In the records below, format the lines from the one containing "the tree bark" up to and including the one containing "323,0,479,328" as a numbered list, leaving out any blank lines.

(Dataset excerpt)
++++++++++
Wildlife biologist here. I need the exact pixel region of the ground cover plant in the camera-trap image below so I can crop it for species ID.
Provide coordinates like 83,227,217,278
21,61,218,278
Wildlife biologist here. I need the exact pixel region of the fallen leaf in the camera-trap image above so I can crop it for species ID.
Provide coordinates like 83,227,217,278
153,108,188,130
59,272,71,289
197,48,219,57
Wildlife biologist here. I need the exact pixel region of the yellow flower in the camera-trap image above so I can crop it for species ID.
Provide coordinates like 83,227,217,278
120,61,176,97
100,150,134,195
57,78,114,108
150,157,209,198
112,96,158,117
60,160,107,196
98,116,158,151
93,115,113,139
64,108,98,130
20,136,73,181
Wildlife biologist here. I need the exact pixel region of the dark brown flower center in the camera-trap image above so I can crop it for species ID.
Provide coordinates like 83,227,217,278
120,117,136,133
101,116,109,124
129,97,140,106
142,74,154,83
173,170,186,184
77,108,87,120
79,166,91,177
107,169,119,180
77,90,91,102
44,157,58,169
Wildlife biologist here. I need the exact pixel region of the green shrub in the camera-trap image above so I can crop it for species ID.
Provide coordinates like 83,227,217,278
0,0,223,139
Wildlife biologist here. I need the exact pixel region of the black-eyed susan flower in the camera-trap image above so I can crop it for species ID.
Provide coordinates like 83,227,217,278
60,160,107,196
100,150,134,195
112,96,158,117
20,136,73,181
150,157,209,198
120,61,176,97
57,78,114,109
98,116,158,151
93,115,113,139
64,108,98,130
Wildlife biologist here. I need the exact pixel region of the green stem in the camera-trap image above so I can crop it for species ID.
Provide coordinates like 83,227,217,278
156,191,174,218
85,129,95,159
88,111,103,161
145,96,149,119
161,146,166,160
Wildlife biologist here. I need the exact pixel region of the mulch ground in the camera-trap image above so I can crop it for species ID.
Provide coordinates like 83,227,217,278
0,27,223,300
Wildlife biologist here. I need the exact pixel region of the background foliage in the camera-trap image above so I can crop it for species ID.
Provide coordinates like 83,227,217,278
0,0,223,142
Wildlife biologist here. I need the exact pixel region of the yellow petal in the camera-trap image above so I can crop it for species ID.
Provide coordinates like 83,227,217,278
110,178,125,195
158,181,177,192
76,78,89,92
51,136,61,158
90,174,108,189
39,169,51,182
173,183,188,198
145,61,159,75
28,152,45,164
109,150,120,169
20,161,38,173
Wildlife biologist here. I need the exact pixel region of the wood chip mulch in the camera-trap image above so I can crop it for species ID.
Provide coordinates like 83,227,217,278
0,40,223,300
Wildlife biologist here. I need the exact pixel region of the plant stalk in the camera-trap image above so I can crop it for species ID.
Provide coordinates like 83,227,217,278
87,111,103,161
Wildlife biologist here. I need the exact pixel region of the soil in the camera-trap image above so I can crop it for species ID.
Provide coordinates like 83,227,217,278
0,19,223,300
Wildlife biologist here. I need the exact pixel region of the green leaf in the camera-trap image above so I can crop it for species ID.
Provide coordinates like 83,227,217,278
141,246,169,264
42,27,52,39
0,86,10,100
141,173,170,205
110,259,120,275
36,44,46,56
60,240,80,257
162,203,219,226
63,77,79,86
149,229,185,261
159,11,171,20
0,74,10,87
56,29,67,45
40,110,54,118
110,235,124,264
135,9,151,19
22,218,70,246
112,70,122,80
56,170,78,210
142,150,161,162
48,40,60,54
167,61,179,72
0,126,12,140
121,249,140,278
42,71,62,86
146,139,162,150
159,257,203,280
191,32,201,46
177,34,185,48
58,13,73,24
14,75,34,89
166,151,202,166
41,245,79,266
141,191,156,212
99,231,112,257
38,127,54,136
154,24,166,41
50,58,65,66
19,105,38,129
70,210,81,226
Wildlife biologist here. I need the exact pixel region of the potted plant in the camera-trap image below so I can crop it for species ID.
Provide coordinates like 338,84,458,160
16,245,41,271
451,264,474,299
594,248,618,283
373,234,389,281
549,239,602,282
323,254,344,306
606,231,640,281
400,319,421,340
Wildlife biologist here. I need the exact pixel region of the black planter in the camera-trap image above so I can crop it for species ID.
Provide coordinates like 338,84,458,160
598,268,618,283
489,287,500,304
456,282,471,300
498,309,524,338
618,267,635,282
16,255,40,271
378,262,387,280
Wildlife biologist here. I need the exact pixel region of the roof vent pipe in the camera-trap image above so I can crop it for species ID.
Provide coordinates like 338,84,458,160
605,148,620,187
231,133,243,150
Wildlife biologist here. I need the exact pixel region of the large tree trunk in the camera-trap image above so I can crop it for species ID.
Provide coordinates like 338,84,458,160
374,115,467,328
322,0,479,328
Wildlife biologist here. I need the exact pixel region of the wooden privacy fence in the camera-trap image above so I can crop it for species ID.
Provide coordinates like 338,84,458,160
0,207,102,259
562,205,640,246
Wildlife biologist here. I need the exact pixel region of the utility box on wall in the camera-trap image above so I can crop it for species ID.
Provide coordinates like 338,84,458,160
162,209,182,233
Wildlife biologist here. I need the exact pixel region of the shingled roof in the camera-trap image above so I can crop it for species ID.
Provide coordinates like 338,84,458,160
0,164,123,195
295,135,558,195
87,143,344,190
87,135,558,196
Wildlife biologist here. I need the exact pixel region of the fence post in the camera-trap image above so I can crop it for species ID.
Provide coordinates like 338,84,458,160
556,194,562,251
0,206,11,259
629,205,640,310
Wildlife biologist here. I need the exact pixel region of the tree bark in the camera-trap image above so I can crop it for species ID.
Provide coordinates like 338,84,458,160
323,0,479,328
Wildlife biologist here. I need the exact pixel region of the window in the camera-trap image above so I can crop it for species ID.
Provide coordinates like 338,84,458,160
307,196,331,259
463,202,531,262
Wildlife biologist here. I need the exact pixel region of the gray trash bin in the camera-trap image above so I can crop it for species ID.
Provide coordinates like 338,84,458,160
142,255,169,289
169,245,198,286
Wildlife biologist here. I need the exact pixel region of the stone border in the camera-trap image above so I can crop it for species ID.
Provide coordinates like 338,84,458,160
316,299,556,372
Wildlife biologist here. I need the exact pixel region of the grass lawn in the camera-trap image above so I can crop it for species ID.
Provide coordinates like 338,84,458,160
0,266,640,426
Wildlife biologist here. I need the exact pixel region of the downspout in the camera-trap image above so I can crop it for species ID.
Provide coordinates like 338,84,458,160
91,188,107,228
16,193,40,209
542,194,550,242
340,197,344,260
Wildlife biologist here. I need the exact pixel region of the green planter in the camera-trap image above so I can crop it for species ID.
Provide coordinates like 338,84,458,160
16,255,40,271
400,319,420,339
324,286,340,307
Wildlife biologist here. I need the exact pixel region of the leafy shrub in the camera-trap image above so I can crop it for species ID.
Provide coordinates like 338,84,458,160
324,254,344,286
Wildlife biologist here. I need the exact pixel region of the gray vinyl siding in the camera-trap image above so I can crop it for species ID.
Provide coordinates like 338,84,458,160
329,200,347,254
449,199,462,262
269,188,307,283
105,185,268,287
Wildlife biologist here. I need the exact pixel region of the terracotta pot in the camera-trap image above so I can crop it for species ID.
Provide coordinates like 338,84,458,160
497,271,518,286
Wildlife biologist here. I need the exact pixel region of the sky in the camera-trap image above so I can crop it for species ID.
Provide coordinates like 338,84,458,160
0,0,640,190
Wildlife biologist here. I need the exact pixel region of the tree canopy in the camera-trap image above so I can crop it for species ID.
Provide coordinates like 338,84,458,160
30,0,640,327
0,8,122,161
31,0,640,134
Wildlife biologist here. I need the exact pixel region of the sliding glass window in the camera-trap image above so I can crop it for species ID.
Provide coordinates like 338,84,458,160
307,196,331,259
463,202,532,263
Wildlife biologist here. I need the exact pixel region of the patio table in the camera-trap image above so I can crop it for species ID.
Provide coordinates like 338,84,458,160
++++++++++
■ **Solved exercise**
1. Wildlife biologist here. I need the exact pixel region of the tree bark in the camera-trap image above so I can crop it for species ID.
2. Provide coordinates like 338,84,458,160
3. 323,0,479,328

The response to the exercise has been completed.